Wie aber bekommen wir Sachlichkeit in die verkehrspolitische Diskussion? Hier ein paar – nicht erschöpfende

– Vorschläge:

  • Zwang ist kein Ratgeber. Jede, jeder soll sich grundsätzlich so fortbewegen können, wie er oder sie will.
  • Wir lernen wieder, ein Stück weit respekt- und rücksichtsvoll miteinander umzugehen. Dies betrifft alle am Verkehr Teilnehmenden. Also jede, jeden von uns.
  • Ein Mindeststandard an Benehmen muss auch im öffentlichen Verkehr durchgesetzt werden. Klingt total altbacken – zugegeben. Aber mehrere Obdachlose (mit entsprechendem olfaktorischen Faktor) in einem Zug der S7 am Sonntagvormittag, dazu die obligatorischen Bettler und ein laut Musik hörender Fahrgast tragen nicht zwingend zur Attraktivität bei. Übrigens auch nicht, ein mitten am Tag an einen ausfahrenden Zug urinierender junger Mann.
  • Die Bevorrechtigung des MIV der letzten sechzig, siebzig Jahre wird sukzessive reduziert, der öffentliche Verkehr wie auch Rad- und Fußverkehr bekommen Flächen zurück.
  • Dies führt zu Konflikten, die ausgehalten werden müssen.
  • Wir hören einander zu. Alter Grundsatz: „Auch der andere könnte Recht haben.“ Gute Kommunikation nimmt Gegenargumente ernst.
  • Maßnahmen müssen klug kommuniziert und erläutert werden. Im besten Falle werden die Menschen „mitgenommen“. Gute Kommunikation spielt nicht gegeneinander aus, predigt nicht den Verzicht, sondern macht Lust auf etwas Neues, ist zukunftsgerichtet.
  • Wenn es herausragende Gründe gibt, können auch Einzelmaßnahmen wie „A 100“ oder „TVO“ realisiert werden. Insgesamt liegt der Schwerpunkt aber auf den anderen Verkehrsarten, was klar kommuniziert und gelebt werden muss.
  • Es gilt der Grundsatz: ein attraktives Angebot ist die Voraussetzung, dass Menschen aus dem Auto umsteigen.
  • Das alles kostet Geld. Wir verlassen hier mal kurz die seriöse Ebene und sagen: muss halt finanziert werden!
  • Innerhalb des öffentlichen Verkehrs werden die Diskussionen „entideologisiert“. Es gibt Aufgaben, für die die U-Bahn prädestiniert ist, es gibt Aufgaben, bei denen ist es die Straßenbahn. Und manchmal auch der Bus. Die U-Bahn ist für große Verkehrsströme geeignet (z. B. Steglitz-Lankwitz), die Straßenbahn für mittlere. Fährt sie auf eigenem Gleiskörper, ist sie ein schnelles, komfortables und preiswertes Verkehrsmittel, das seine Stärken bei entsprechender Nachfrage eher auf Tangentialen oder einer mittleren Großstadt wie Spandau zur schnellen Flächenerschließung ausspielt.

(Gespeicherte Dateneinträge)
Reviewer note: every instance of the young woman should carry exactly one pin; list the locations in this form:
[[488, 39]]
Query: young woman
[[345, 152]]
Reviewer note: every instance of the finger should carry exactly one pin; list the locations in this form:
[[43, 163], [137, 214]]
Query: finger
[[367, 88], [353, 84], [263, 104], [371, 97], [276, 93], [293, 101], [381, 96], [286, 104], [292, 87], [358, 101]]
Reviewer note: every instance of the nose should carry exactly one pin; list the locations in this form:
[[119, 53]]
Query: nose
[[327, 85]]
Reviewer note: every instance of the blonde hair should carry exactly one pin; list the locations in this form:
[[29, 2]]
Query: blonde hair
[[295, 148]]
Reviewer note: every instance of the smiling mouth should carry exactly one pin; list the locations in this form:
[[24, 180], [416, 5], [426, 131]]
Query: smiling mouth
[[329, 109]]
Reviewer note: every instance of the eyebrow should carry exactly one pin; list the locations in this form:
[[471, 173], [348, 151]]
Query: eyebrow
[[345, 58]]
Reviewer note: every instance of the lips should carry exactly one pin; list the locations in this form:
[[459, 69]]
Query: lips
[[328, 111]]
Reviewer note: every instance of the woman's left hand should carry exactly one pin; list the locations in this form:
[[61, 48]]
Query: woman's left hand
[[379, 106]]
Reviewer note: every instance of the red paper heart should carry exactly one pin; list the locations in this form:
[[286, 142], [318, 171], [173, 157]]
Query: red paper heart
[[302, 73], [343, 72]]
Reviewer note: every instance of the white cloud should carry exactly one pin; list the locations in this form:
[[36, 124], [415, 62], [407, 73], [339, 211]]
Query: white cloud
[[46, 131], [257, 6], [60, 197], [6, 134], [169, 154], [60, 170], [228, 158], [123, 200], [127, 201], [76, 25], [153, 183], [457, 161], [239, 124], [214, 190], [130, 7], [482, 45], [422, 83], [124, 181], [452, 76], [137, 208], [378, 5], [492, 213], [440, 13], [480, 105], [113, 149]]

> **AUFGABEN**:
1 - Nenne alle Verkehrsmittel, die der Lesetext im letzten Punkt (beginnend mit „Innerhalb des öffentlichen Verkehrs“) nennt.
2 - Gib aus dem Lesetext den Abschnitt wörtlich wieder, der mit „Wie aber bekommen“ beginnt und bis „urinierender junger Mann.“ reicht.

> **LÖSUNGEN**:
1 - U-Bahn, Straßenbahn, Bus

2 -
Wie aber bekommen wir Sachlichkeit in die verkehrspolitische Diskussion? Hier ein paar – nicht erschöpfende

– Vorschläge:

  • Zwang ist kein Ratgeber. Jede, jeder soll sich grundsätzlich so fortbewegen können, wie er oder sie will.
  • Wir lernen wieder, ein Stück weit respekt- und rücksichtsvoll miteinander umzugehen. Dies betrifft alle am Verkehr Teilnehmenden. Also jede, jeden von uns.
  • Ein Mindeststandard an Benehmen muss auch im öffentlichen Verkehr durchgesetzt werden. Klingt total altbacken – zugegeben. Aber mehrere Obdachlose (mit entsprechendem olfaktorischen Faktor) in einem Zug der S7 am Sonntagvormittag, dazu die obligatorischen Bettler und ein laut Musik hörender Fahrgast tragen nicht zwingend zur Attraktivität bei. Übrigens auch nicht, ein mitten am Tag an einen ausfahrenden Zug urinierender junger Mann.